### STUDY MATERIAL
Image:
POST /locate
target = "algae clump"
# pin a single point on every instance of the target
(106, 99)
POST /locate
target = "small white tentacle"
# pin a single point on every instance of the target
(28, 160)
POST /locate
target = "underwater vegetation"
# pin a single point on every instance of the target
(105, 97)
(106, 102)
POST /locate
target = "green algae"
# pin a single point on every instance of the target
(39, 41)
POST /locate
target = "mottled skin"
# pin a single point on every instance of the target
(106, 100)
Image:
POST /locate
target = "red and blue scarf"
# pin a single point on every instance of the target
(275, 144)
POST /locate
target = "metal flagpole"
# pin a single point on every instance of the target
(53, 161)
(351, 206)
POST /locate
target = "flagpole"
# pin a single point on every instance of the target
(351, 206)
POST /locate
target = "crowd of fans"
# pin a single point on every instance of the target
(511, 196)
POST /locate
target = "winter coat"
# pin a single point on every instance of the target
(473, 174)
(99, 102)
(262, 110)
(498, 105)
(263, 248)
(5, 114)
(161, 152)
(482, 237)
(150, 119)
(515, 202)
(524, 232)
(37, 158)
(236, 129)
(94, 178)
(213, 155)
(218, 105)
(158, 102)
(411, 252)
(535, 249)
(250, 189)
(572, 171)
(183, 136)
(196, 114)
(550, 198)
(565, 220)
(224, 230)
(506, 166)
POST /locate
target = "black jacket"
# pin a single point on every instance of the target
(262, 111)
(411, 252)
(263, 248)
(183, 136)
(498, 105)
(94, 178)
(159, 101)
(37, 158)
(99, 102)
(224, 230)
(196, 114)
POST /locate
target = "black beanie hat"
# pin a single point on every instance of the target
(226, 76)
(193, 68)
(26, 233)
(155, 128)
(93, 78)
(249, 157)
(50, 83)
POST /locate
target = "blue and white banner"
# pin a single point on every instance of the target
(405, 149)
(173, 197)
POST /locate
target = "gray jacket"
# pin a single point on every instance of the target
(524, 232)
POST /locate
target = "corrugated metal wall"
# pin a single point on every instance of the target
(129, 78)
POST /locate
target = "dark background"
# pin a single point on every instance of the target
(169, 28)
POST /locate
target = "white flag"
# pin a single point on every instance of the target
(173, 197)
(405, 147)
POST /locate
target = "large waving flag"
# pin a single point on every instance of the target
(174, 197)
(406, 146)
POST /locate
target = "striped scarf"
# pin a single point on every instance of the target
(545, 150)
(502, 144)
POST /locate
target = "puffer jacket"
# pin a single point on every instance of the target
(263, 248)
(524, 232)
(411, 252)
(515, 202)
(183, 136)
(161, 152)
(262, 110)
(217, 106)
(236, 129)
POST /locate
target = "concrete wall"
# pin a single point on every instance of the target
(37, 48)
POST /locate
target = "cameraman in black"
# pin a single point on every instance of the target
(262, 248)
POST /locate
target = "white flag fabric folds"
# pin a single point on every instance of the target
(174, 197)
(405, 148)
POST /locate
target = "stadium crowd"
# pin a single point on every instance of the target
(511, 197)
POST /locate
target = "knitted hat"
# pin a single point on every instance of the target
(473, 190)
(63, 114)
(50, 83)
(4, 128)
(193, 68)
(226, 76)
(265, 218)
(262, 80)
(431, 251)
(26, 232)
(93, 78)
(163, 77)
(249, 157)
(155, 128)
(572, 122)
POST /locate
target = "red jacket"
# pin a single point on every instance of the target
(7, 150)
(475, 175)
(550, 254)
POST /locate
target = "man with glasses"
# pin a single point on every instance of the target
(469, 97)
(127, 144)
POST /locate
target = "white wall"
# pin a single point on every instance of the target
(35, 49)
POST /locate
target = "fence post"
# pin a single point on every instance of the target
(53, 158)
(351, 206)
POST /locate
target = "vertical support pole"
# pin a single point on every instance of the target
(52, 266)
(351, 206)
######
### STUDY MATERIAL
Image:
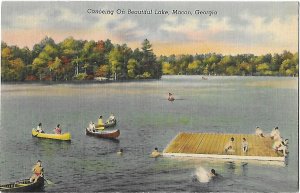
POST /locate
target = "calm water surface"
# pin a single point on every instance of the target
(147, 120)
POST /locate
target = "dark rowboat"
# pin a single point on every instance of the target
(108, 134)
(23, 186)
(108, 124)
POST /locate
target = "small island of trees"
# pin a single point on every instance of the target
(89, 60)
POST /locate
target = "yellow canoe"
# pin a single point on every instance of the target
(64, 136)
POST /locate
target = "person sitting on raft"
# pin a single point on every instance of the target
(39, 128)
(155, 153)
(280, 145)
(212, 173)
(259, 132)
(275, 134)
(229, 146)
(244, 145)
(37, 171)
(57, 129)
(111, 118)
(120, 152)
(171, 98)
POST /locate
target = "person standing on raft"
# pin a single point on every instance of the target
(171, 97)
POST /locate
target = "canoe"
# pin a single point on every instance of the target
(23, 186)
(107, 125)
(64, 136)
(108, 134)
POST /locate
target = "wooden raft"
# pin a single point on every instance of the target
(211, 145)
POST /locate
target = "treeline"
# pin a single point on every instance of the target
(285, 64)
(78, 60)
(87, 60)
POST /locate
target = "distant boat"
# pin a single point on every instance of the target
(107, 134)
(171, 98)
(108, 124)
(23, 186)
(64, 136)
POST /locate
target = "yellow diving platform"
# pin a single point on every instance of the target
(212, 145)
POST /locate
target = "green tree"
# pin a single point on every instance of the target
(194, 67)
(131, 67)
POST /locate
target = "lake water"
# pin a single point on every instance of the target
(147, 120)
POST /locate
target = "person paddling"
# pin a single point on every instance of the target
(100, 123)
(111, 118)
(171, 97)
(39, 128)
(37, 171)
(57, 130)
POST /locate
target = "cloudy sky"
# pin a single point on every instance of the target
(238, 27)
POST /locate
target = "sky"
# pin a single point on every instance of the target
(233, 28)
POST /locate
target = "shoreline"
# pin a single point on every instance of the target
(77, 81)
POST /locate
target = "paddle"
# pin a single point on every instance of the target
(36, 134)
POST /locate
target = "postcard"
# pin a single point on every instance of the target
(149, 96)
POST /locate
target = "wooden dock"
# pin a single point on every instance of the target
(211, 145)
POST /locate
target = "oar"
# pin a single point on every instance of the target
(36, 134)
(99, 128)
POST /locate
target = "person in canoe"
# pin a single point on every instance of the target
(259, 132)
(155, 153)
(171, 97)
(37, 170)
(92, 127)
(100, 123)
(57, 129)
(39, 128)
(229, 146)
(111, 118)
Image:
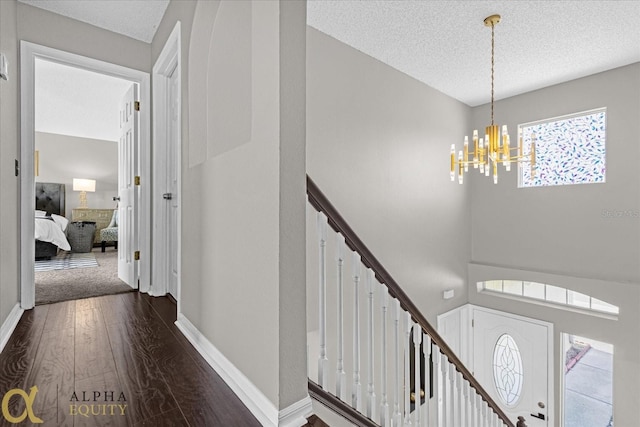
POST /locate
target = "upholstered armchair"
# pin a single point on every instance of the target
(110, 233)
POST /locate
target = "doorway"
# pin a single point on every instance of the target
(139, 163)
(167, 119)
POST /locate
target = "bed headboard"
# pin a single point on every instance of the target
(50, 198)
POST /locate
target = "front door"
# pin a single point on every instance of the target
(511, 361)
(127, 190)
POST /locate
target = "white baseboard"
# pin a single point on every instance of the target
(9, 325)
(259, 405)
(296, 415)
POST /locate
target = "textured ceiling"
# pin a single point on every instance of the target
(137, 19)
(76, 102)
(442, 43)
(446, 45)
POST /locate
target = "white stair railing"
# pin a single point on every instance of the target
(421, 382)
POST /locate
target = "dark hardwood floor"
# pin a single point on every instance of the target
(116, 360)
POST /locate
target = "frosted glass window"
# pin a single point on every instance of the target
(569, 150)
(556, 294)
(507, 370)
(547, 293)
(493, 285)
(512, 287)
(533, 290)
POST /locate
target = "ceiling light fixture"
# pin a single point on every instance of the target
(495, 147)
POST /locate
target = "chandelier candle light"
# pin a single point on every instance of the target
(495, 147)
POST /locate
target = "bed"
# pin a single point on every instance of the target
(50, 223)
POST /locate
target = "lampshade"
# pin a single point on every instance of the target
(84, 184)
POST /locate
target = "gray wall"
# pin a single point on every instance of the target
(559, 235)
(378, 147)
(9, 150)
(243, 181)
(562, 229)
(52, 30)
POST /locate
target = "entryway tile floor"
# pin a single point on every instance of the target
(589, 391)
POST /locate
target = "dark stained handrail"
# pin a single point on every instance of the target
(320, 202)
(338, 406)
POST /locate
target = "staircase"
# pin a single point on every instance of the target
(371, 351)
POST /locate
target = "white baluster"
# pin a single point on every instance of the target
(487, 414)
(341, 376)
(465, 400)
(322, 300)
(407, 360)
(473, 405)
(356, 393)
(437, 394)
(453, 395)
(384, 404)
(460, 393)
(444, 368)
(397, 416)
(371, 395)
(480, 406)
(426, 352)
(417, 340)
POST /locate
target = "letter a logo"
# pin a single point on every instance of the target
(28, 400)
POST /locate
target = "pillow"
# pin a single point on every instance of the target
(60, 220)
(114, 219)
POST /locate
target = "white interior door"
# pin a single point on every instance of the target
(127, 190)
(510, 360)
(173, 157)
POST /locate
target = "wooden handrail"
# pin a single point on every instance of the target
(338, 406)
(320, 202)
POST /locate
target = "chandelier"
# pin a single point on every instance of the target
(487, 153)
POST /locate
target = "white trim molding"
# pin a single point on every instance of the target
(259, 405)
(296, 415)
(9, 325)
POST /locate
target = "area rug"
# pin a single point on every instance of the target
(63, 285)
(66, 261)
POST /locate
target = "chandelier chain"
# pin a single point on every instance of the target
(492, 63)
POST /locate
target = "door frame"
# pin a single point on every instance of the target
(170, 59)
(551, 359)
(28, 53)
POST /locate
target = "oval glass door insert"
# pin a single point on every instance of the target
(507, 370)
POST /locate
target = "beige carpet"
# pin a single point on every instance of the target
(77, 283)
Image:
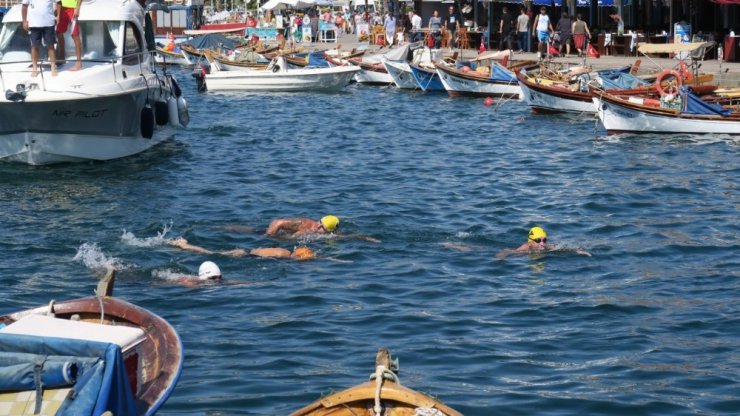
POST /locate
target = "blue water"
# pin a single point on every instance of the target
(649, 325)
######
**TASK GOAL**
Collect each line above holding the string "blue".

**WRITTEN RESPONSE**
target = "red and blue scarf"
target = "blue and white banner"
target = "blue water"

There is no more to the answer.